**** Data records

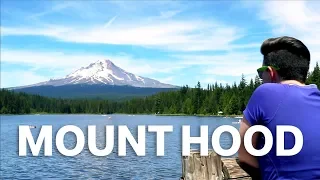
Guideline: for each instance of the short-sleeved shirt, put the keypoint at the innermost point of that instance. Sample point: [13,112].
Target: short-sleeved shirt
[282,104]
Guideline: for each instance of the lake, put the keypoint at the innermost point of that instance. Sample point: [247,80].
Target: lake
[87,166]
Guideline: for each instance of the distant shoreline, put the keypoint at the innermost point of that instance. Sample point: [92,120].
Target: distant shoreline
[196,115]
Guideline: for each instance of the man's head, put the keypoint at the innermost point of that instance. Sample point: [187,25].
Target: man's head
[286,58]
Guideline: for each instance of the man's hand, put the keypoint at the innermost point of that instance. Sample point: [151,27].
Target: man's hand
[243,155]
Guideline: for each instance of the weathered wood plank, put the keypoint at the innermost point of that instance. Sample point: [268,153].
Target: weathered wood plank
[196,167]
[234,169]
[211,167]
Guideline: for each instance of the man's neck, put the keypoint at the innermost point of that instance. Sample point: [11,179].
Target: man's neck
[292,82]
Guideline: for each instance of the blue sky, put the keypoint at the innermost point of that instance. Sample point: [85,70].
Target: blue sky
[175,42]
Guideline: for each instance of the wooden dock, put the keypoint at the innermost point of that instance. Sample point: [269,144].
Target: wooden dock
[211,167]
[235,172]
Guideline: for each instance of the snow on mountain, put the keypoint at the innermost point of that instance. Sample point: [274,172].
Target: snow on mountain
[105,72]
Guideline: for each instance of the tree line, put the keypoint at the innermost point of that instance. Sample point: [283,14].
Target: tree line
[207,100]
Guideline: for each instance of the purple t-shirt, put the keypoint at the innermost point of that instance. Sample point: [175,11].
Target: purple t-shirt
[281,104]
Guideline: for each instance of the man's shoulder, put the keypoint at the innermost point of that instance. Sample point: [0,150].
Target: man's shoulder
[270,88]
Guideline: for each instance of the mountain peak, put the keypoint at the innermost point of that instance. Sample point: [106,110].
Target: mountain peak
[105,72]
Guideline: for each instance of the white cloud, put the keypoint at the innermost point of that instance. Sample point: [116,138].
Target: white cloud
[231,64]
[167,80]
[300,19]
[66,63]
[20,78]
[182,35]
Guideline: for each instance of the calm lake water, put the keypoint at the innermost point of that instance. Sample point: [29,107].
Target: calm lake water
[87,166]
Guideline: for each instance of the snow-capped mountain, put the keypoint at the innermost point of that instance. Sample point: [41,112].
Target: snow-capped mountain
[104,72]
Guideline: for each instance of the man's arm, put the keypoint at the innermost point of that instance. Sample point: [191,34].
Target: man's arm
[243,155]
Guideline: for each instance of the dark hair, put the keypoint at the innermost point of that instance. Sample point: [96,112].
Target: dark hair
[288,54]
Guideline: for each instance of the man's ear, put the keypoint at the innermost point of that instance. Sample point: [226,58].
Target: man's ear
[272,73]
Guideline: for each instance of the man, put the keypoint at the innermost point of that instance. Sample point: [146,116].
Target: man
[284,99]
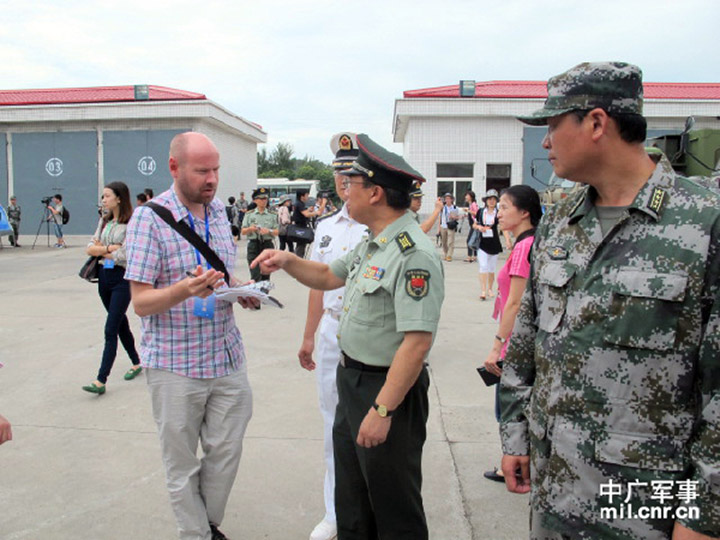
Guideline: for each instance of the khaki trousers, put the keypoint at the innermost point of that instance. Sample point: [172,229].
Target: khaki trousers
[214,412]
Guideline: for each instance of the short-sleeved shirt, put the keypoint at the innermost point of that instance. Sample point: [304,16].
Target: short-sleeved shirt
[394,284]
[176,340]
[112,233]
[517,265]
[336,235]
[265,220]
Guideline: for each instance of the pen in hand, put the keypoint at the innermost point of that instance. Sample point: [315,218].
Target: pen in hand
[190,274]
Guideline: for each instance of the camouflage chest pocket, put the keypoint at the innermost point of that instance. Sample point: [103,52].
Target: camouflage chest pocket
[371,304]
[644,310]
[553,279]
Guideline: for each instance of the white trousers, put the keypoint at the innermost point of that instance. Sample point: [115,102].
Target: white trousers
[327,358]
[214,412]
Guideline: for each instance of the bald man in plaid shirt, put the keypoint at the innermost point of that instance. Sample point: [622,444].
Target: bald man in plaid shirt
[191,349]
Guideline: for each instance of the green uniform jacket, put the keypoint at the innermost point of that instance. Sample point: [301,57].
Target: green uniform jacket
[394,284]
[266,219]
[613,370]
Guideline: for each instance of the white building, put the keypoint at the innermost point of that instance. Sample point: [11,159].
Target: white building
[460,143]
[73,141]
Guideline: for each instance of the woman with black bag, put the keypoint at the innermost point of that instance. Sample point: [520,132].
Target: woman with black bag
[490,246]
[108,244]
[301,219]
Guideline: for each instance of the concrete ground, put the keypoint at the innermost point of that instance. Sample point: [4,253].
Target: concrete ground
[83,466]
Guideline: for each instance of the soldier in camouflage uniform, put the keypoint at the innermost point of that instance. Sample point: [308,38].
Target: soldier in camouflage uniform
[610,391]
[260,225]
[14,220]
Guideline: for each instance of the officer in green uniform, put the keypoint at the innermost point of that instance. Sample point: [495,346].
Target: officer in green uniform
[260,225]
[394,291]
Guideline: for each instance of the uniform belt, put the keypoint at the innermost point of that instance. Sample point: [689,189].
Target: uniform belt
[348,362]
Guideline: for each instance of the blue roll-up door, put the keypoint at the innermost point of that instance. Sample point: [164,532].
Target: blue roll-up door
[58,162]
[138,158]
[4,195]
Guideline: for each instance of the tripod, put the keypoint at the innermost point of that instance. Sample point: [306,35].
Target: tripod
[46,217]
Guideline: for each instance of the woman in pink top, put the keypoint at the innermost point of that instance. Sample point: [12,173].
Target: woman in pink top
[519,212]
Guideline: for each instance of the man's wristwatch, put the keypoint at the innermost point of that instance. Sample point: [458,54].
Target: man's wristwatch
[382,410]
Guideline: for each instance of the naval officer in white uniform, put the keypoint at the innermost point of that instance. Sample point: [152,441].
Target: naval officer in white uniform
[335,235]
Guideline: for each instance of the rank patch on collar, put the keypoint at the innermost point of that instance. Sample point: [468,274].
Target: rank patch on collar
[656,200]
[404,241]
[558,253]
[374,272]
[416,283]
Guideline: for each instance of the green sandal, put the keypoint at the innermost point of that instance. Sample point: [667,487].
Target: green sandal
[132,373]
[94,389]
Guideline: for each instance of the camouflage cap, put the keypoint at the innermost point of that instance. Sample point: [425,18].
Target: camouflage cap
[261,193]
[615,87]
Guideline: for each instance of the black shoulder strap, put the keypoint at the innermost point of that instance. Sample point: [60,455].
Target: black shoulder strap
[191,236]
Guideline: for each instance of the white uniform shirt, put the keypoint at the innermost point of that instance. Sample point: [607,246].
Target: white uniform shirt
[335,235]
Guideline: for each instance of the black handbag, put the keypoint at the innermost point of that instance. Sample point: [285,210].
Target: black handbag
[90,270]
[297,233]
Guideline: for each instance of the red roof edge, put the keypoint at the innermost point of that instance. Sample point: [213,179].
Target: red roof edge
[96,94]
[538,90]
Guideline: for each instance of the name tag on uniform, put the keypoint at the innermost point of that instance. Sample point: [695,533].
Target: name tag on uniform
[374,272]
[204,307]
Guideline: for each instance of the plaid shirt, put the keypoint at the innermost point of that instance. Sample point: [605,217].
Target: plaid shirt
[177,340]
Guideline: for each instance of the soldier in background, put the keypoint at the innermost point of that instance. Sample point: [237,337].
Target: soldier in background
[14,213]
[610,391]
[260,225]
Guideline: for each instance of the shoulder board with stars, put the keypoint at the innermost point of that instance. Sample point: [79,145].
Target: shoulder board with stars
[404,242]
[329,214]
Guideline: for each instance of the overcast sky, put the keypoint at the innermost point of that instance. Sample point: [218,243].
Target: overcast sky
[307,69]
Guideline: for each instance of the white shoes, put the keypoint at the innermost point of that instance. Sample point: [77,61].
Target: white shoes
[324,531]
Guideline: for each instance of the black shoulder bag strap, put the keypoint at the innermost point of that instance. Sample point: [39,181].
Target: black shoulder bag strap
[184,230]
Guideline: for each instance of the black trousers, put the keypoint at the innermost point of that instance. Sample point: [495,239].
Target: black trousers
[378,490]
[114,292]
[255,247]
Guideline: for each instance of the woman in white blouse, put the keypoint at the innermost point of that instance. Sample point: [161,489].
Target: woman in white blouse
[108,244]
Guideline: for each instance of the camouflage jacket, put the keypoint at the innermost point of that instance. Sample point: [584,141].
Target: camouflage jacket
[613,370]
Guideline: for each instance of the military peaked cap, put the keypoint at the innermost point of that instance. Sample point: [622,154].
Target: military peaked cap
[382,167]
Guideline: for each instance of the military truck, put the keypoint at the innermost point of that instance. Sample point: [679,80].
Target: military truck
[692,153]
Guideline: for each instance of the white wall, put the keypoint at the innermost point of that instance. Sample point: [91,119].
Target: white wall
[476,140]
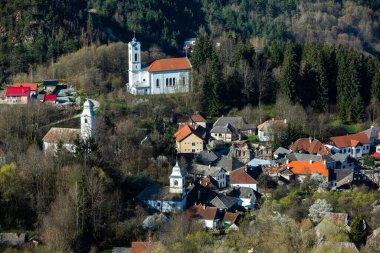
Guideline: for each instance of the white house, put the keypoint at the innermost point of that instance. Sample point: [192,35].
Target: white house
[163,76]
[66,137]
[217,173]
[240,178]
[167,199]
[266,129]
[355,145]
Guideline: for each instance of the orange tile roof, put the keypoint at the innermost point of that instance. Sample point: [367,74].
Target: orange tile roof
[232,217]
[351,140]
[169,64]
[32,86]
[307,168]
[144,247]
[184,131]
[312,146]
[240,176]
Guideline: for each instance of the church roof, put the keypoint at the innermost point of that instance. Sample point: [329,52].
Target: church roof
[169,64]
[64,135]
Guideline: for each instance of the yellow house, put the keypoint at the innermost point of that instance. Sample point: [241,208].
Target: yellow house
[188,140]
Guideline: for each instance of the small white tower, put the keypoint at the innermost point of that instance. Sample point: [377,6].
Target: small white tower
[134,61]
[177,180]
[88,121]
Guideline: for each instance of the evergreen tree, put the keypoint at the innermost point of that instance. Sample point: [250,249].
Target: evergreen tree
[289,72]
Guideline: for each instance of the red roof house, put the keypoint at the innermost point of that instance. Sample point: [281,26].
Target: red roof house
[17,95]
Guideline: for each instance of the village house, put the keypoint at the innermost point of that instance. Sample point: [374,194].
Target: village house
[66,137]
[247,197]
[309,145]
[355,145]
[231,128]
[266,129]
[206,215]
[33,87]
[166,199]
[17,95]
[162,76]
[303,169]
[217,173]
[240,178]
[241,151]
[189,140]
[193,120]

********
**** Data records

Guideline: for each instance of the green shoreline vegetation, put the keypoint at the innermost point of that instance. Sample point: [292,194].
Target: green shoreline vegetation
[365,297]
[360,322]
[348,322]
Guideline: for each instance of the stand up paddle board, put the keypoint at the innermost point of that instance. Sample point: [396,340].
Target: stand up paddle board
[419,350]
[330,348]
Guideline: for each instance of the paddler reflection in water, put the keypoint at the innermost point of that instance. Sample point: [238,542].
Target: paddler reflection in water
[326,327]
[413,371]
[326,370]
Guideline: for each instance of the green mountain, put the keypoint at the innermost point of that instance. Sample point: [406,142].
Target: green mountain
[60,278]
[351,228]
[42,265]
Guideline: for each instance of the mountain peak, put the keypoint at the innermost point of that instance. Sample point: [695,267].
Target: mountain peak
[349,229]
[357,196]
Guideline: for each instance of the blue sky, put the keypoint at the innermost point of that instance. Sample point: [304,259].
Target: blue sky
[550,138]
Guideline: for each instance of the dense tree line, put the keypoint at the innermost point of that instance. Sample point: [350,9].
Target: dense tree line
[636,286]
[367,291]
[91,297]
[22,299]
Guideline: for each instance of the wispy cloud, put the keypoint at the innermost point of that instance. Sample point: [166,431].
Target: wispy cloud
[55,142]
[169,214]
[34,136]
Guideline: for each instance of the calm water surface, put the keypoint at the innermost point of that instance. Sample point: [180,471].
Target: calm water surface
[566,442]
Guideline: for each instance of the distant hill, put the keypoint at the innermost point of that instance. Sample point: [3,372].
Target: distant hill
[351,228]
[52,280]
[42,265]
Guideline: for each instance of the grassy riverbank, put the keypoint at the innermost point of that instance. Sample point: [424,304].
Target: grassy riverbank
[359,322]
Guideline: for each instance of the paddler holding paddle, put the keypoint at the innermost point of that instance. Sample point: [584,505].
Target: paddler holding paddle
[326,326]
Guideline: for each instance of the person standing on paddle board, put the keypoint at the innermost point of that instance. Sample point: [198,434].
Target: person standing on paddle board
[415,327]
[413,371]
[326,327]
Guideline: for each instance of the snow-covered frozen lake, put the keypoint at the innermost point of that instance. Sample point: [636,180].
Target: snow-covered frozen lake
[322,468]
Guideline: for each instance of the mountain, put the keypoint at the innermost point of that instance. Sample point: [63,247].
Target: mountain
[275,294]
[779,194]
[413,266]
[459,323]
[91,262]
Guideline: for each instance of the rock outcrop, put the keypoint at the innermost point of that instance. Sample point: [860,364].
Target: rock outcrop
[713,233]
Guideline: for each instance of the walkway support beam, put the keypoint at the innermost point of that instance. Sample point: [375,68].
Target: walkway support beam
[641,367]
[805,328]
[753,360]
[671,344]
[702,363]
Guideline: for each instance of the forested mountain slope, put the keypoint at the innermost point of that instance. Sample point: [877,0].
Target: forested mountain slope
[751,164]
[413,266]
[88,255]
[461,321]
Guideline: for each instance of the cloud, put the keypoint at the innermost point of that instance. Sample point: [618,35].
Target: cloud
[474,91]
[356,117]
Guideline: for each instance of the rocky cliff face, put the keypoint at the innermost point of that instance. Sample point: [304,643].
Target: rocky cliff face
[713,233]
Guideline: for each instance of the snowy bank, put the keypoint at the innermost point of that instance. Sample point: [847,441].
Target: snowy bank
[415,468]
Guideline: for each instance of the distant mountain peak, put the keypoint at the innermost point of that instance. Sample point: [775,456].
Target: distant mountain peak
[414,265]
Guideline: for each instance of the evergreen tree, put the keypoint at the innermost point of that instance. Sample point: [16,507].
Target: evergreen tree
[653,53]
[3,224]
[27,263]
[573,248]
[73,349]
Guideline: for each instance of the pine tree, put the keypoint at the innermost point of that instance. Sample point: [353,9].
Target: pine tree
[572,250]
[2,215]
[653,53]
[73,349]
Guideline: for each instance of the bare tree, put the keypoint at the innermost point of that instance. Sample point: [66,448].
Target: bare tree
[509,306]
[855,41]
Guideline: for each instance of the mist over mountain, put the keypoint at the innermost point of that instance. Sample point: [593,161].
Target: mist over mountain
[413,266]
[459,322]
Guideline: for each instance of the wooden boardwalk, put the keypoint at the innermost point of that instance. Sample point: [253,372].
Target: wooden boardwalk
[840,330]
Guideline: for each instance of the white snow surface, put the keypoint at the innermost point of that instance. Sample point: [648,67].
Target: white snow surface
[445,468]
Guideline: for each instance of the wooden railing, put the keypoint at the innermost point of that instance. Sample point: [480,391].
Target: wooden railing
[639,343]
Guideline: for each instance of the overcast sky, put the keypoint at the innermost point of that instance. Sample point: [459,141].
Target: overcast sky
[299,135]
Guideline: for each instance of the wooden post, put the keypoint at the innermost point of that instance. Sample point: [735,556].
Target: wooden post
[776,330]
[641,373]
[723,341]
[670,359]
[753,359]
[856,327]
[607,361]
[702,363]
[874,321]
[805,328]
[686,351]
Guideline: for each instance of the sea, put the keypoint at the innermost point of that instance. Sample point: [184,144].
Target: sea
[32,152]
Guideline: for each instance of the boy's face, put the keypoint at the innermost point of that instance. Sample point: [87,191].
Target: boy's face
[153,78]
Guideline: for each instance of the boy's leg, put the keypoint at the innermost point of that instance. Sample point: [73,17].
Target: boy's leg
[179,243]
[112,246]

********

| What you should do |
List every line in the items above that contains the string "patch", matching case exactly.

| Result of this task |
Guideline: for each instance of the rank patch on collar, put the keypoint at the innermost point of that instance. Sample point: [468,274].
Target: rank patch on collar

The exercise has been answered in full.